Excerpt provided -
Tuesday, October 3, 2023
A few days ago, I was having a conversation with someone about some things that have been happening lately. I truly believe they are spiritually rooted, but they are still being evidenced in my physical body. As we were talking and she was encouraging me, God gave me the phrase, “In this body, but not of it.” This phrase keeps echoing around in my mind as I have gone about these last few days. I am seeing more and more how applicable it really is. I want to start by looking at the scripture that is most closely related to this phrase. In John 17:14 Jesus said:
14 I have given them Your word; and the world has hated them because they are not of the world, just as I am not of the world.
Jesus here is talking about his disciples. He says that He is not of this world, and neither are they. Later in this chapter Jesus also says that this applies to anyone who will believe in Him, not just His 12 disciples. When Jesus went to the cross to die for our sins, He didn’t ask for a legion of angels to save His human body and punish the wrong doers. As He battled with tears of blood in the garden of Gethsemane he recognized and submitted to the fact that he was “in His body, but not of it”. He was human, but more importantly He was and is a spirit-being. When we become saved our spirit-being comes alive just as His is. Let’s look at Colossians 1:13:
13 He has delivered us from the power of darkness and conveyed us into the kingdom of the Son of His love,
and 1 Peter 1:23:
23 having been born again, not of corruptible seed but incorruptible, through the word of God which lives and abides forever,
This is the point when we join the kingdom of believers who are “in this body, but not of it.” Let’s look at another Biblical example of someone who chose to live outside of their body. In 2 Corinthians 12:7-9 it says:
7 And lest I should be exalted above measure by the abundance of the revelations, a thorn in the flesh was given to me, a messenger of Satan to buffet me, lest I be exalted above measure. 8 Concerning this thing I pleaded with the Lord three times that it might depart from me. 9 And He said to me, “My grace is sufficient for you, for My strength is made perfect in weakness.” Therefore most gladly I will rather boast in my infirmities, that the power of Christ may rest upon me.

Activity - Resume the devotional reflection on the phrase “In this body, but not of it,” picking up immediately after the quoted passage from 2 Corinthians 12:7-9.

Dataset records -
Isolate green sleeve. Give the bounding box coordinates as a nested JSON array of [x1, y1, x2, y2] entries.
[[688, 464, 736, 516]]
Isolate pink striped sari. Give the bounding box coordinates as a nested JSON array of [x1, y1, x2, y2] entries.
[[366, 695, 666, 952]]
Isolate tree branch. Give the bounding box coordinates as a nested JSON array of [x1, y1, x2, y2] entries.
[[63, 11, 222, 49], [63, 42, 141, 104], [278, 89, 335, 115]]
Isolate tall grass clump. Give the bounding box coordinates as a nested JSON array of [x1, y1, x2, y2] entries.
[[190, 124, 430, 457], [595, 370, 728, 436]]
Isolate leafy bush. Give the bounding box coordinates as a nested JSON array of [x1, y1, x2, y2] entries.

Exercise response -
No one knows for sure what this “thorn” was, but it must have been something disturbing for Paul. He asked the Lord three times to take it away and He didn’t because He said His strength was made perfect in Paul’s weakness. Paul was living “in his body, but not of it.” I know so many in the body of Christ that are dealing with various health issues. There are some (often myself included) that sink below the weight of their trials and fail to stand on the fact that they are “in this body, but not of it”. On the other hand, there are those that have made it their mission to live out this phrase. Despite the doctor’s appointments or hospital visits, they continue to minister, evangelize, pray, worship and gird up their faith in spite of how they feel or what their diagnosis is. This is where I want to be. I want to respond as Paul did in the end of verse 9, “I will glory in my infirmities, that the power of Christ may live in me.” This is living “in my body, but not of it.” What about the next time the enemy whispers in our ear that we are too short, too tall, not pretty enough, too tired, not fast enough or not young enough? Instead of wallowing in this and wishing we were something we were not made to be, what if we told him we are, “In this body, but not of it”. Despite the fact that God knows we are all living in temporary vessels, He creatively designed each of us with a new measure of individuality. He wants us to embrace who He made us to be, but more importantly than that He desires that we live “in this body, but not of it.” Our bodies will someday return to dust, but our spirits will exist for all of eternity. There is one more point I want to make. The Bible says in 1 Peter 2:24:
24 who Himself bore our sins in His own body on the tree, that we, having died to sins, might live for righteousness—by whose stripes you were healed.
It doesn’t say we “will be healed” or “can be” healed, it says we “were” healed. This wasn’t a future thing; this was a line in the sand at that moment. He has already purchased our healing and salvation. When we can tell the enemy and our own soul time and time again that we are “in this body, but not of it”, we are recognizing the power of what Jesus did on the cross. We are standing and declaring that in spite of how we feel or what condition we have, we are healed and made whole. We will not allow the enemy to use our bodies to distract us from the incredible journey God has for us.
No matter our physical state, our weaknesses or our thorns, the same power that raised Christ from the dead lives in us. Try this phrase out today. You might be surprised how applicable and encouraging these seven little words are: “in this body, but not of it”. If nothing else, it takes the focus off of us and puts it back on our Creator. From Him we came and to Him we, as His children, will return. Lord, never stop showing us how to live with less of us and more of You.